* [SELECTED PASSAGE]
+===+
The potential for the rise of misplaced power exists and will always persist.
We have seen it many times in only the past 90 years - in the span of a single human life.

We must never let this endanger our democratic decisions which have already been denied three times.
Only an alert and knowledgeable citizenry can ensure liberty and democracy.

So – what will we do with this incredibly powerful military capability?
A common defense policy might sound OK, but Section 1 also makes provision for use of the use of the military outside of the EU ‘in accordance with the principles of the United Nations charter’
– it says nothing about actually going to the UN – so who makes the decision as to how the UN charter is interpreted? As an example we have seen Mr.Bush and Mr. Blair go to war regardless of public and international opposition

Decisions relating to the policy, including those initiating a military mission, will rest with the unelected Council and its unelected President.

Basically, if the Council should decide to intervene in a conflict outside of the borders of the EU – then they may do so - without the need to consult the people or the elected parliament.

Unlike in the US where the people choose, the European President shall not hold a national office and will be selected by a 27 person Council of Ministers.

This Council of Ministers shall not be directly elected by the people.
+===+
* [Dataset records about object locations]
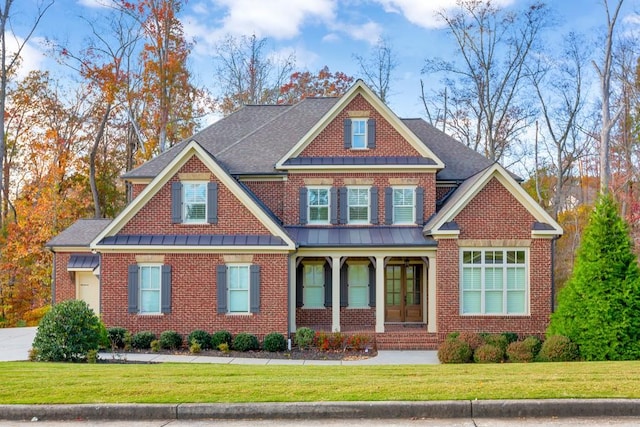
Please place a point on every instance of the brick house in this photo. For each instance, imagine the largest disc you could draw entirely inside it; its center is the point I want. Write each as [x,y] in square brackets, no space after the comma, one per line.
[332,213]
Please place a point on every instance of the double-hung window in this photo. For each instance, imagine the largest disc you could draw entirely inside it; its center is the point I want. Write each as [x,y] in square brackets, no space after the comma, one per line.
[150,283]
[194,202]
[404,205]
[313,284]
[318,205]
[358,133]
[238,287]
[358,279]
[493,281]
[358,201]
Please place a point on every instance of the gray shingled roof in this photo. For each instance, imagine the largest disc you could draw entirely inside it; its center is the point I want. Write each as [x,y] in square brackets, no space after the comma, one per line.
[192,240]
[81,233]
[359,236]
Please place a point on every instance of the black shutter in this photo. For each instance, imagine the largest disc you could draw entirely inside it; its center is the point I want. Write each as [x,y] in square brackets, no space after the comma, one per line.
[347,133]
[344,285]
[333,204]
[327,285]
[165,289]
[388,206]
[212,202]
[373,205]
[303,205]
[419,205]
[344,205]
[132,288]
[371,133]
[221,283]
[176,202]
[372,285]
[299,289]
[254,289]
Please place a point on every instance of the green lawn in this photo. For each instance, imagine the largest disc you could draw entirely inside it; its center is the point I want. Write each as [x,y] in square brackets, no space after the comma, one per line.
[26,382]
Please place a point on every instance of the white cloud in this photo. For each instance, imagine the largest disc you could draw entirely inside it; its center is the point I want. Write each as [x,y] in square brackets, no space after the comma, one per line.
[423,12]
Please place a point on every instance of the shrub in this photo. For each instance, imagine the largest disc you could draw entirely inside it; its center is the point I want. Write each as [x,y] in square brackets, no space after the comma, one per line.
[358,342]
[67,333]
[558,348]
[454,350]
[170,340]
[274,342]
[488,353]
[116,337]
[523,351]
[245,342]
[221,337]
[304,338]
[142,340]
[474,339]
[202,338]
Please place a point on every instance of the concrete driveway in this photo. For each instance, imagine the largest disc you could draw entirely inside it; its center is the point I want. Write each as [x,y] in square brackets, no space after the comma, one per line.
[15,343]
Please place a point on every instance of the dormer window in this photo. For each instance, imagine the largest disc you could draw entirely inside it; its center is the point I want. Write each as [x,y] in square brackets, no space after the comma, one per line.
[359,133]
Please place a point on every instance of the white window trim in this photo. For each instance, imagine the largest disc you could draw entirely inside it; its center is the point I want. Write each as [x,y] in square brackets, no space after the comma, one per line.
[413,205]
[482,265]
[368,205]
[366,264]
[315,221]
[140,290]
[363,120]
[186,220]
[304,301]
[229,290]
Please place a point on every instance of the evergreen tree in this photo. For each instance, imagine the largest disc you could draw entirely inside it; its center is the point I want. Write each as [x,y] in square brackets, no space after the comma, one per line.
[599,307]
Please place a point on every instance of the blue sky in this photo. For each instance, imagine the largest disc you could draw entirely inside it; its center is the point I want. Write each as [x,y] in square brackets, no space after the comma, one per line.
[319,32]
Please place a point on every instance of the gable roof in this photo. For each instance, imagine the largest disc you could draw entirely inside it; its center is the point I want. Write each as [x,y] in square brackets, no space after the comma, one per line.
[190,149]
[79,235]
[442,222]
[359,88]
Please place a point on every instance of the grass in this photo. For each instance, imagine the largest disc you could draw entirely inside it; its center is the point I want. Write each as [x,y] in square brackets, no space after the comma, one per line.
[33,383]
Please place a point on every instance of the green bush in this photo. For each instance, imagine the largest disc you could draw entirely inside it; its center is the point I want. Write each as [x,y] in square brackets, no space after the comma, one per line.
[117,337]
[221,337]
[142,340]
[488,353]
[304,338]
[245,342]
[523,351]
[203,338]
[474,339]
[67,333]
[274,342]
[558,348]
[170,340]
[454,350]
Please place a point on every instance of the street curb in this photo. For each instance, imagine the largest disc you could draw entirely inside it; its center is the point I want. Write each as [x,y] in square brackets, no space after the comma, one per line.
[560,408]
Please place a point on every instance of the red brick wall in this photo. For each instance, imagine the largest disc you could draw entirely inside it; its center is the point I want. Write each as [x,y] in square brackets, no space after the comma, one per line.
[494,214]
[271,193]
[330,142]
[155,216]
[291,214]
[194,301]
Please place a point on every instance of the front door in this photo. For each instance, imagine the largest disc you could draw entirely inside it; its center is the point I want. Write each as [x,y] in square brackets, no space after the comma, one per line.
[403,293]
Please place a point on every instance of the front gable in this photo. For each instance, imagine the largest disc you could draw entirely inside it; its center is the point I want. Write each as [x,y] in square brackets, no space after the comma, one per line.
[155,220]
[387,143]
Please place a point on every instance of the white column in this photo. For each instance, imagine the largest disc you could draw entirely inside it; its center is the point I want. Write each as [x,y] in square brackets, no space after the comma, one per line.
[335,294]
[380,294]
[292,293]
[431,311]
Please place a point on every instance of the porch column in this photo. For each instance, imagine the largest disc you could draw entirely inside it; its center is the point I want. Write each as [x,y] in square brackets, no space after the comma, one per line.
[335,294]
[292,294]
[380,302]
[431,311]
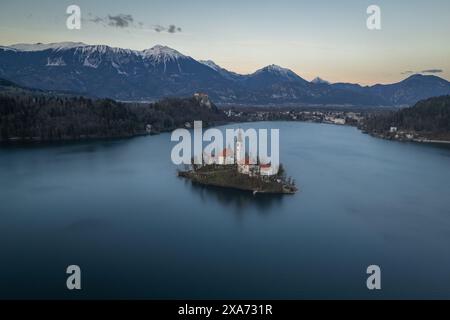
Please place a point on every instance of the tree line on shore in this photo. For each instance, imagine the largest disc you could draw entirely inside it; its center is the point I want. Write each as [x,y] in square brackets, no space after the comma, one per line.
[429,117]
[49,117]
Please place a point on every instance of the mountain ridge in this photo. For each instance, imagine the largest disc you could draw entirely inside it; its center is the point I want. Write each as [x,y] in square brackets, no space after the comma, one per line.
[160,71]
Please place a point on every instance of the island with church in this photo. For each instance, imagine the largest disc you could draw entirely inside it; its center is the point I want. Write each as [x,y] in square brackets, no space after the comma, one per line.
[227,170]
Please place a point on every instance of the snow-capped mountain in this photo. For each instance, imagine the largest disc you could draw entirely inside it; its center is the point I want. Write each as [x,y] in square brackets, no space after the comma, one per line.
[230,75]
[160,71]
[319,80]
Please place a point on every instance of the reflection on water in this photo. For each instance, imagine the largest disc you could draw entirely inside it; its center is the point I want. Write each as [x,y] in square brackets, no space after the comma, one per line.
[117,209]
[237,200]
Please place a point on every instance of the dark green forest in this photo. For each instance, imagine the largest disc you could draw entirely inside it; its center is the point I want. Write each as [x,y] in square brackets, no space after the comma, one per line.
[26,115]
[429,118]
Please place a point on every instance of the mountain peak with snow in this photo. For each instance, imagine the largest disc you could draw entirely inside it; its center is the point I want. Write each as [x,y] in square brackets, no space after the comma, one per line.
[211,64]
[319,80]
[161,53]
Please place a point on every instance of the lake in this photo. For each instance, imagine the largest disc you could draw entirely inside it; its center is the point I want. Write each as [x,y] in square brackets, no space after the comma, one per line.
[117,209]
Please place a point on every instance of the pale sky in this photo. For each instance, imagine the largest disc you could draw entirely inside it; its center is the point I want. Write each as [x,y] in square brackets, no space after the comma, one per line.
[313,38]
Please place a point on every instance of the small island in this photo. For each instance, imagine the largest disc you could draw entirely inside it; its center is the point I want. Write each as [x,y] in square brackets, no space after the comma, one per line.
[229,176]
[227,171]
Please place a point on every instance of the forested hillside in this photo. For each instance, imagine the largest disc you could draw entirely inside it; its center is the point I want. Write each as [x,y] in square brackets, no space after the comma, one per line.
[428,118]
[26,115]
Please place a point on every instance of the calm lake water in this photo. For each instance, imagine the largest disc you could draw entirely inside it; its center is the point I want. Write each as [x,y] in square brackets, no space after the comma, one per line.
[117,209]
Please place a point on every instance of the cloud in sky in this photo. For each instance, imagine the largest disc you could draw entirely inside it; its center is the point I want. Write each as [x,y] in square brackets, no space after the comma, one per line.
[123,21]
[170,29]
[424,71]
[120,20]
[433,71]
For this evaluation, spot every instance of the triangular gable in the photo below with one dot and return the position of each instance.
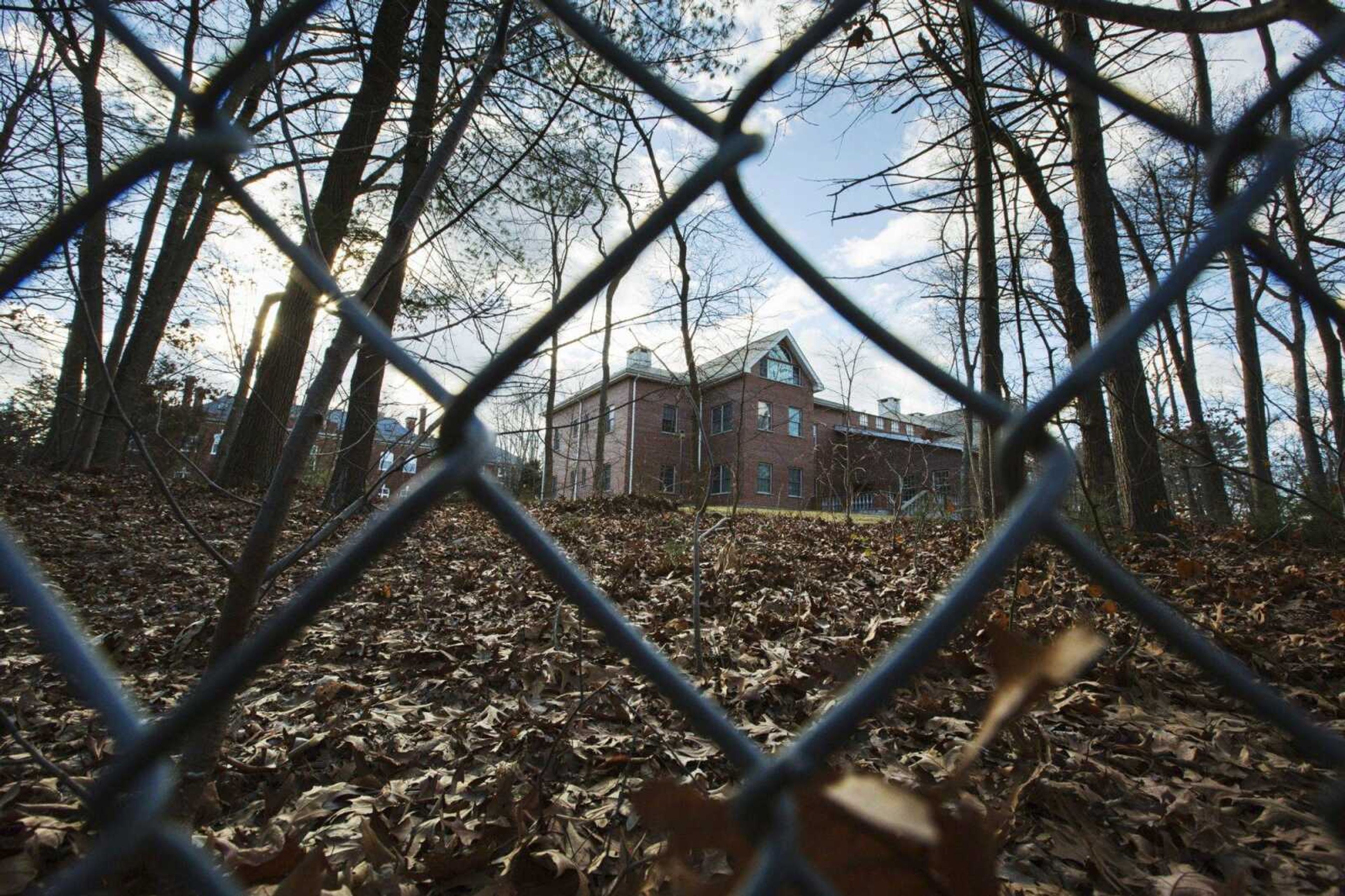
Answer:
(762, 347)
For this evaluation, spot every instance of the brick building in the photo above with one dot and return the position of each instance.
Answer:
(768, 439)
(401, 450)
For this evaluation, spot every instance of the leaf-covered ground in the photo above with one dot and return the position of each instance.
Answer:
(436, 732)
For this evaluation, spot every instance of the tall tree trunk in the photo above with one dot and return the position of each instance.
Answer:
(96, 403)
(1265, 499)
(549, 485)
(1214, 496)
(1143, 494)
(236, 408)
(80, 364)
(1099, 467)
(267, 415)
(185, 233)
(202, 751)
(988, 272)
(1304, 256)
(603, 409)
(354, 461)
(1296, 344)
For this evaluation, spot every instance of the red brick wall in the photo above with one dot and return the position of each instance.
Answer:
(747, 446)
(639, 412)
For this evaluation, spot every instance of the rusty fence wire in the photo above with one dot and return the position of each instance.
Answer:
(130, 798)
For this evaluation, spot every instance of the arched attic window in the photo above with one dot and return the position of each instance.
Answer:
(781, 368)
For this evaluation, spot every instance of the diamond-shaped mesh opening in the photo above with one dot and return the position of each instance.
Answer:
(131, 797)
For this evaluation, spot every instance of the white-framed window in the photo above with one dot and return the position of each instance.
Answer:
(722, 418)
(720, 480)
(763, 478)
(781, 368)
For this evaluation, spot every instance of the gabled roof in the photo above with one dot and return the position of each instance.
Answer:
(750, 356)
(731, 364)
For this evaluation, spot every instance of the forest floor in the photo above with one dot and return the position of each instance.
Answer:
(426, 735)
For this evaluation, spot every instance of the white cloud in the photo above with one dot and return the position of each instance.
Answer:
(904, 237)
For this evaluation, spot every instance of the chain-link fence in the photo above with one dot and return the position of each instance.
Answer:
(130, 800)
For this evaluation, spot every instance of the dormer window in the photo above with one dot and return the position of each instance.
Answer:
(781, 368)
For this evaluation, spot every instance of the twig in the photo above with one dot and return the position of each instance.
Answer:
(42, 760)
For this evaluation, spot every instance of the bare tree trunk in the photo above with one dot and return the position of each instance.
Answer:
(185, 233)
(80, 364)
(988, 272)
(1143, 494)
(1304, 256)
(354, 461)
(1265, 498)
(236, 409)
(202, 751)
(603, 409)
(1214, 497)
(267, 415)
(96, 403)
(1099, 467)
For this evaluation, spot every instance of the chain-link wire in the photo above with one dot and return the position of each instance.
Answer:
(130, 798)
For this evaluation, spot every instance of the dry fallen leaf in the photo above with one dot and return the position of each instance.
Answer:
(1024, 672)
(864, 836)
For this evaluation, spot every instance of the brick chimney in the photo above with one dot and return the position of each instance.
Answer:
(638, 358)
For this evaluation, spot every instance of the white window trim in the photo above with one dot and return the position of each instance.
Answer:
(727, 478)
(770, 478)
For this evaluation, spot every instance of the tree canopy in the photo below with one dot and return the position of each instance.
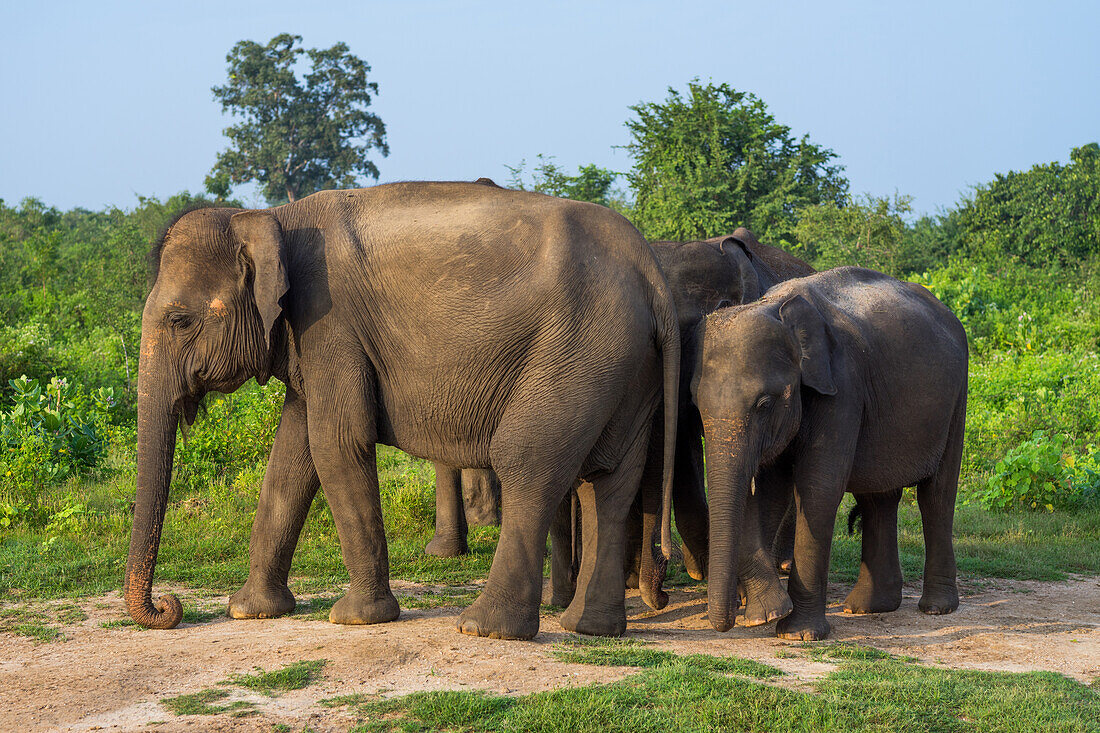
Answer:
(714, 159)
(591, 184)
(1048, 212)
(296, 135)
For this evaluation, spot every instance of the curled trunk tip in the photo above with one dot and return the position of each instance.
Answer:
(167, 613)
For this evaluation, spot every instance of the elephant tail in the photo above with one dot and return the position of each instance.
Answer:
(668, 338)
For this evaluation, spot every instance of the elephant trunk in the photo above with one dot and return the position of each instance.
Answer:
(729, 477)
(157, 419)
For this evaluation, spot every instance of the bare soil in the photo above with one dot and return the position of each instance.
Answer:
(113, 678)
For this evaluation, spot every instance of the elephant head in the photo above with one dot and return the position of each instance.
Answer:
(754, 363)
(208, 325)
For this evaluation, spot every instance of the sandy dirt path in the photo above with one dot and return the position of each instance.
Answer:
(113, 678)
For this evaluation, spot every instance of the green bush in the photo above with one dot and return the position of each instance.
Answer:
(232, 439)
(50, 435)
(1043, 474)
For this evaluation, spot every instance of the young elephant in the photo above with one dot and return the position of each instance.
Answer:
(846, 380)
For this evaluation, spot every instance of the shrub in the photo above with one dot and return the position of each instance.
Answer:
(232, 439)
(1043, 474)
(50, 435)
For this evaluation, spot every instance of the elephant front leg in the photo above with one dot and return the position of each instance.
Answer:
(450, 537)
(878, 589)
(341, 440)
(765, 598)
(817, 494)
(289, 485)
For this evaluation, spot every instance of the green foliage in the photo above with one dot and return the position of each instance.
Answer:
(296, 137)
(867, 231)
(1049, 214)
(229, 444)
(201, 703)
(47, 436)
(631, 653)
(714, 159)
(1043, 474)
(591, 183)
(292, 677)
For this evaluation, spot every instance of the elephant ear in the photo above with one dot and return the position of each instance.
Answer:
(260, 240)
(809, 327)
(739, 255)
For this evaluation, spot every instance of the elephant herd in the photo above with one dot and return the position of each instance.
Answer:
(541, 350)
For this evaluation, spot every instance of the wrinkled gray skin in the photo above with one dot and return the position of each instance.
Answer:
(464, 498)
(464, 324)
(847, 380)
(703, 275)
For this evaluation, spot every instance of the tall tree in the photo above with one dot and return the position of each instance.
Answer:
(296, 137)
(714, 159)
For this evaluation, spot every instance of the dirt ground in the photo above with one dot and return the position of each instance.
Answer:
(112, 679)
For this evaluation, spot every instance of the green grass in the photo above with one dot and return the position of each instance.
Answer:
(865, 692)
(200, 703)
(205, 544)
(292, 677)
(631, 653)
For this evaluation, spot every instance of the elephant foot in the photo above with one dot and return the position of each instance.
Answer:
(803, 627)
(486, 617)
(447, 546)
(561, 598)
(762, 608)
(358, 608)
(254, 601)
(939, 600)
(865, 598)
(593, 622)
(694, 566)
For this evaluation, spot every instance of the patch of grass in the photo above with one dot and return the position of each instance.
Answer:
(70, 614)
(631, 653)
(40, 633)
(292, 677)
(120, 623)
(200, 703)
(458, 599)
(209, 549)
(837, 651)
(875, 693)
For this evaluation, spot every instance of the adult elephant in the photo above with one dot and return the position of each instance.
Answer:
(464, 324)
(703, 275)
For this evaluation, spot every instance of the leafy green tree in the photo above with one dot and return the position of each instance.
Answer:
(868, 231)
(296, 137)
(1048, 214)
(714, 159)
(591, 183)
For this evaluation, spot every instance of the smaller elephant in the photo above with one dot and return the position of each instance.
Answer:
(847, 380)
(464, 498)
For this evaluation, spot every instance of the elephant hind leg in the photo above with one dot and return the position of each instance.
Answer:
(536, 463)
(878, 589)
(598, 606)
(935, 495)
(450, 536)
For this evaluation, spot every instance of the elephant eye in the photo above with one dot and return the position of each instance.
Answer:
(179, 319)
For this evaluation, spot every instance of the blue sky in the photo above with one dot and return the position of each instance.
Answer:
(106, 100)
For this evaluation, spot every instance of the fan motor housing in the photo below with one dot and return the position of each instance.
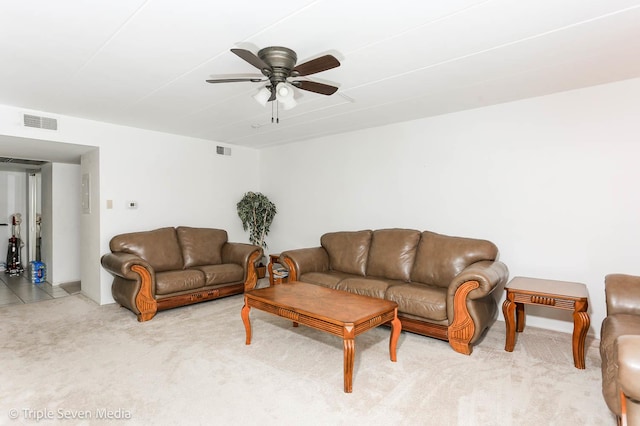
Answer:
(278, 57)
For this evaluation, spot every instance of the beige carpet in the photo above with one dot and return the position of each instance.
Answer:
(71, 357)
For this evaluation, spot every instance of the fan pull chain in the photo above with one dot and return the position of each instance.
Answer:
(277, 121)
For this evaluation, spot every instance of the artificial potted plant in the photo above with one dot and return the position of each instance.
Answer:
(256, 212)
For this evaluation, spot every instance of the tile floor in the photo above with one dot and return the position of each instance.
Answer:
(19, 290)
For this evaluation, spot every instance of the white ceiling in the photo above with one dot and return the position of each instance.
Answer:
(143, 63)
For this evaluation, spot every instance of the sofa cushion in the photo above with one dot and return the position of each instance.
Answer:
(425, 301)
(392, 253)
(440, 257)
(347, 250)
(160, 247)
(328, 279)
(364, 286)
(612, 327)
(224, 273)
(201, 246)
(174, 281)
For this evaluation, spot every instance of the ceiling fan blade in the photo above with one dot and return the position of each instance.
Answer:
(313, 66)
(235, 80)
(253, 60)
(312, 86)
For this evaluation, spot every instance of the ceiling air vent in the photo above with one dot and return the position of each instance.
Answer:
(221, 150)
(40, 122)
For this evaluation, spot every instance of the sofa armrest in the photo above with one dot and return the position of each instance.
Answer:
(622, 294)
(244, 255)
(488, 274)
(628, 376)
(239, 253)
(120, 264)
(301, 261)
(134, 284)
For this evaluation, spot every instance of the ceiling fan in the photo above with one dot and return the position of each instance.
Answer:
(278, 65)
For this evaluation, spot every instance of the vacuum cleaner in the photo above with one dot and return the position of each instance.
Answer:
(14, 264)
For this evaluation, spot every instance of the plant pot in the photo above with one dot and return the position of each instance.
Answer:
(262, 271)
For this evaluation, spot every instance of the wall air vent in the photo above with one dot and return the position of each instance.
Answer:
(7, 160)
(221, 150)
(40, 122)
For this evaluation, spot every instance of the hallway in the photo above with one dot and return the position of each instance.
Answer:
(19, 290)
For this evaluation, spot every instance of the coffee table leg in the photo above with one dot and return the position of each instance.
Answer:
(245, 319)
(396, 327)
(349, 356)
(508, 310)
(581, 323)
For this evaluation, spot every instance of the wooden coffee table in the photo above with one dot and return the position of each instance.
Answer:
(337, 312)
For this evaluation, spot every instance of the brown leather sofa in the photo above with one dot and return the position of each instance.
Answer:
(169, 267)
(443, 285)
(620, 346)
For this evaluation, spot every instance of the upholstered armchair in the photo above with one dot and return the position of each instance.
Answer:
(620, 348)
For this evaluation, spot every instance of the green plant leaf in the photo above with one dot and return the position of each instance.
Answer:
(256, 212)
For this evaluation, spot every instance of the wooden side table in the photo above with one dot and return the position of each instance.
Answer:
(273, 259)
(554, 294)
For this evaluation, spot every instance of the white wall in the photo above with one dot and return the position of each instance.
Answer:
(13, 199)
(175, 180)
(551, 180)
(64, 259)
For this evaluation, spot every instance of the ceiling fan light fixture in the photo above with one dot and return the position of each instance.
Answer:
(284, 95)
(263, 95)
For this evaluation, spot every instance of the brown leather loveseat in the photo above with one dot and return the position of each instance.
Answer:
+===+
* [WRITTEN TASKS]
1. Find each line in the rows that contains the string "snow" and copy those lines out.
2. Continue the piece on EU military decisions and the unelected Council, starting after its final sentence.

* [RESULTS BY TASK]
1.
Please place a point on every instance of the snow-capped mountain in this photo. For each instance, imagine the largest disc you could draw entirely inside it; its center is the point I want. Write each as [x,y] in square brackets, no space after the comma, one per line.
Please place a point on every instance of the mountain peak with snow in this photo. For each instance, imagine the largest disc you could draw entirely inside it; its center is the point I want. Write each as [x,y] in square brackets, no space after the comma, one per line.

2.
This is an enormous amount of power and influence to be vested in such a small number of people.

History shows us time and time again that such a convergence of military, economic and political power is very, very dangerous. This is how every single totalitarian state has come into being.

I am not into conspiracies, I believe in the inherent goodness of the majority of people, but who will the next president be - or the one after that? The German people would never have elected Adolph Hitler had they known what he would do.

This treaty once in place will establish a system that has the potential to be abused.

Every time we give too much power to a few unaccountable people, it has been disasterous.

The person tipped to be the first EU President in this way is Tony Blair, former British Prime Minister – who took Britain to war in Iraq in 2003. This was done despite the opposition of the British public, the resignation of his foreign secretary, international opposition, and without a clear UN resolution

The addage of Tacitus still holds true - that power corrupts, and absolute power corrupts absolutley.

Again, as always – thanks for reading.

Even if you don’t agree with me – I hope you give some thoughts to the points made
And please let others now about these blogs, podcasts and youtubes.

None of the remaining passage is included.